SUPPLIED RECORDS:
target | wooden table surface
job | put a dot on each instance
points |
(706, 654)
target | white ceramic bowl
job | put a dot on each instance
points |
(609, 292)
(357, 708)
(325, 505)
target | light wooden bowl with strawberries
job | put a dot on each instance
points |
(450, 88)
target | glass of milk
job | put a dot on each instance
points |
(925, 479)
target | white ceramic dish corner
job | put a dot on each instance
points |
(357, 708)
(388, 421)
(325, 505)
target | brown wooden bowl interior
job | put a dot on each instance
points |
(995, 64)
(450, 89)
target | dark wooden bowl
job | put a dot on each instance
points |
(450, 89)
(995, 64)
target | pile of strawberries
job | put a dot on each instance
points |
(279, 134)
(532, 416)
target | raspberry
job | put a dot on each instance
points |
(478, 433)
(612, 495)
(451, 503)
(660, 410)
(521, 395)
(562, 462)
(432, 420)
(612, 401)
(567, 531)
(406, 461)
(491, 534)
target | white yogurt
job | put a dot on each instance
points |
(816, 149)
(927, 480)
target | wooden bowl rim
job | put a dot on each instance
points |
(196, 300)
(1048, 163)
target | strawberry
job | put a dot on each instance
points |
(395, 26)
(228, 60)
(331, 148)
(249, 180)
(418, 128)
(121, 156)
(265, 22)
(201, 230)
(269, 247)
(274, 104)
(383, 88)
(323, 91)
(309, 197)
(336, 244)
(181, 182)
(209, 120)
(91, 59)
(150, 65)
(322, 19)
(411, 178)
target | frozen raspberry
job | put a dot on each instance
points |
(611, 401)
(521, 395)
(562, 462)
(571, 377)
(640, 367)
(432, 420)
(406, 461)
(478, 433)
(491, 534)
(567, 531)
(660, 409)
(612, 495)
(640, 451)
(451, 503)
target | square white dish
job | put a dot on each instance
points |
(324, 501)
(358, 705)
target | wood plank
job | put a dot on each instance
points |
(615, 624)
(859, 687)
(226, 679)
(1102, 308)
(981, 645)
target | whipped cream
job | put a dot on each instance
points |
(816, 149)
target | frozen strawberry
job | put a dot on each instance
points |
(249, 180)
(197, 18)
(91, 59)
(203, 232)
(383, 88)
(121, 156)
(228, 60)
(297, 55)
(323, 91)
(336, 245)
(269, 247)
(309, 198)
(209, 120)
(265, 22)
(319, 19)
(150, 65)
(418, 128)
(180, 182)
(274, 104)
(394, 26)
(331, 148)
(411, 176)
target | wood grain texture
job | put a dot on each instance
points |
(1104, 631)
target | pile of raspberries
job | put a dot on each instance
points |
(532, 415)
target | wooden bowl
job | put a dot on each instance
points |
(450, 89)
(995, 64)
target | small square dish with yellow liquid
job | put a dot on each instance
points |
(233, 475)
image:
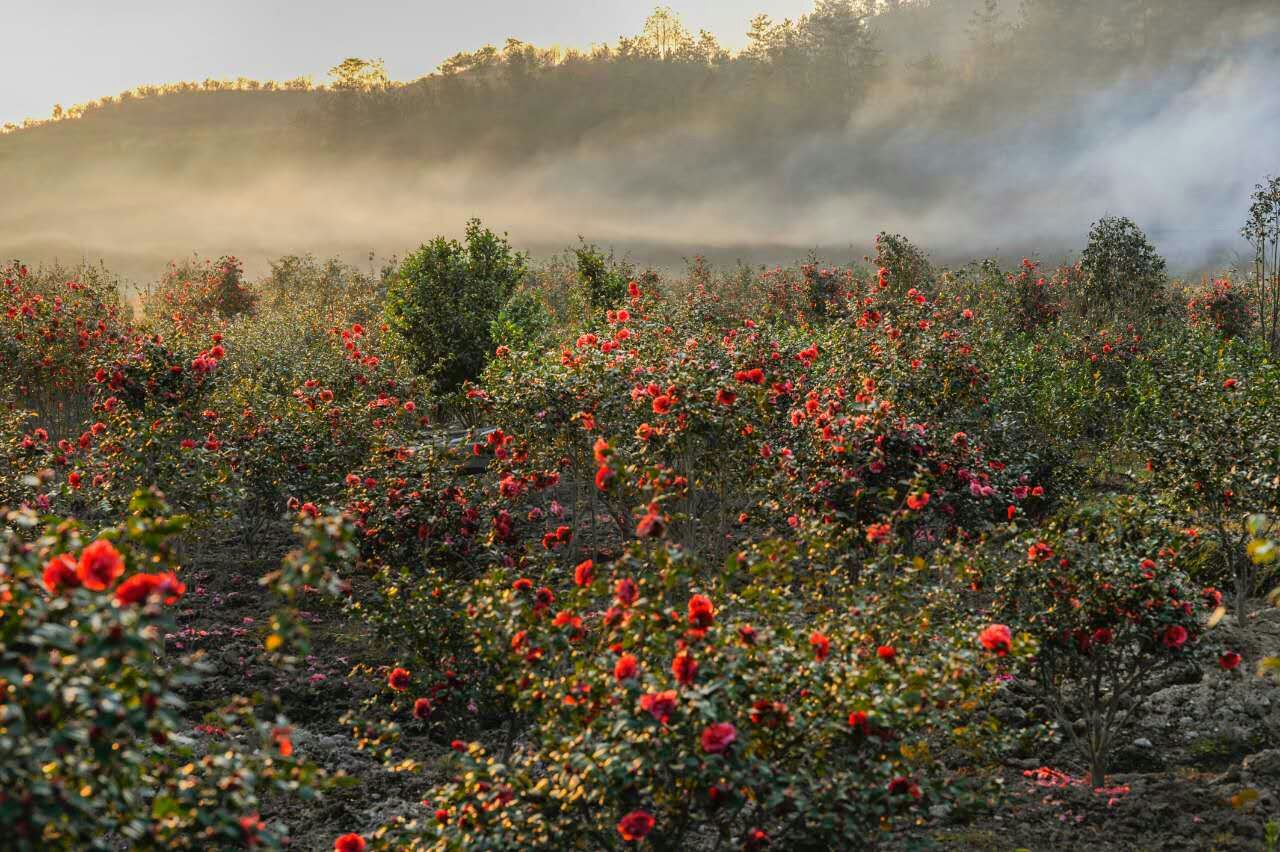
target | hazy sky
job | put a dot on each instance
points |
(71, 51)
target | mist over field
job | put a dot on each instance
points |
(970, 142)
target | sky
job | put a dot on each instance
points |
(71, 51)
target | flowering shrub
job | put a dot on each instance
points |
(1223, 307)
(1105, 595)
(446, 296)
(88, 701)
(1206, 427)
(193, 297)
(671, 702)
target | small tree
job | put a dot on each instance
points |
(602, 280)
(1262, 230)
(443, 302)
(1105, 594)
(360, 74)
(1123, 271)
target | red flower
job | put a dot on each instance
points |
(625, 668)
(718, 737)
(652, 525)
(100, 566)
(769, 714)
(821, 645)
(996, 639)
(659, 705)
(138, 587)
(60, 573)
(702, 614)
(635, 825)
(684, 668)
(1040, 552)
(1174, 636)
(350, 843)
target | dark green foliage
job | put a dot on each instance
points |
(444, 299)
(1123, 273)
(602, 282)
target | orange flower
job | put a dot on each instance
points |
(350, 843)
(821, 645)
(996, 639)
(635, 825)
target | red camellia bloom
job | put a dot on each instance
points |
(100, 566)
(626, 667)
(650, 526)
(702, 614)
(60, 573)
(769, 714)
(996, 639)
(1040, 552)
(1174, 636)
(635, 825)
(659, 705)
(684, 668)
(138, 587)
(821, 645)
(350, 843)
(718, 737)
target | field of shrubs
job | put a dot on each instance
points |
(472, 552)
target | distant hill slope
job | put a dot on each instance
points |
(969, 131)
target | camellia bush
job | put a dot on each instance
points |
(1105, 595)
(671, 706)
(92, 745)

REQUIREMENT: Search the material above for the word "white", then copy out each line that has it.

REPLY TO THE EXERCISE:
target | white ceramic bowl
target | white ceramic dish corner
target | white yogurt
target | square white dish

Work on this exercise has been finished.